__Письменное задание__:
Выведите без изменений часть приведенного ниже отрывка о квартете солистов: всё начиная со слов «Первые ноты звучат» и вниз до слов «подножию престола Господня.».

__Отрывок__:
+ + + + +

Квартет солистов вступает в части Kyrie. Первым несет вверх свою молитву голос Паваротти — страстно, с неимоверным душевным жаром переводит он стрелку часов из вечности на «здесь и сейчас»: это «Господи помилуй» вырвалось из сердца страждущего грешника, который без Божьего милосердия не выживет. Меццо-сопрано вступает самой последней, и ее итожащее Kyrie eleison (Христе помилуй) словно встает с колен низкими нотами de profundis[18], тянется вверх и доходит до кульминационной верхней ноты.
Первые ноты звучат вязко, смолисто-тягуче, клокочут, как варево раздирающих страстей. К голосу Образцовой присоединяются остальные трое солистов, и взрывные возгласы четырех протагонистов накладываются на рокотание хора. А после первой генеральной паузы, словно на общем выдохе, музыкальный поток волнами-вздохами возносит всю голосовую массу к подножию престола Господня.

+ + + + +

__Выборка данных__:
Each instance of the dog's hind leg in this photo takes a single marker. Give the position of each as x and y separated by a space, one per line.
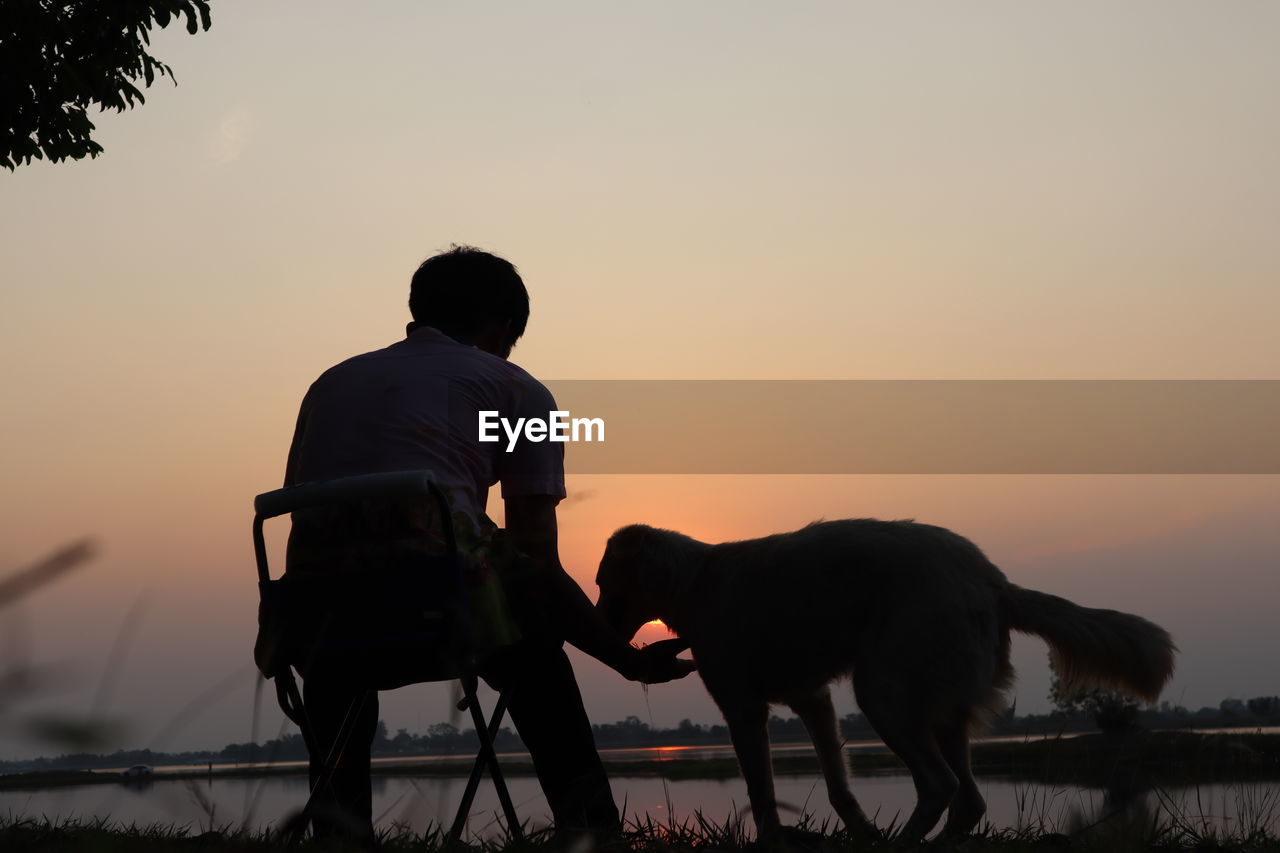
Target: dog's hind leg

+ + + + +

__Полный ответ__:
Первые ноты звучат вязко, смолисто-тягуче, клокочут, как варево раздирающих страстей. К голосу Образцовой присоединяются остальные трое солистов, и взрывные возгласы четырех протагонистов накладываются на рокотание хора. А после первой генеральной паузы, словно на общем выдохе, музыкальный поток волнами-вздохами возносит всю голосовую массу к подножию престола Господня.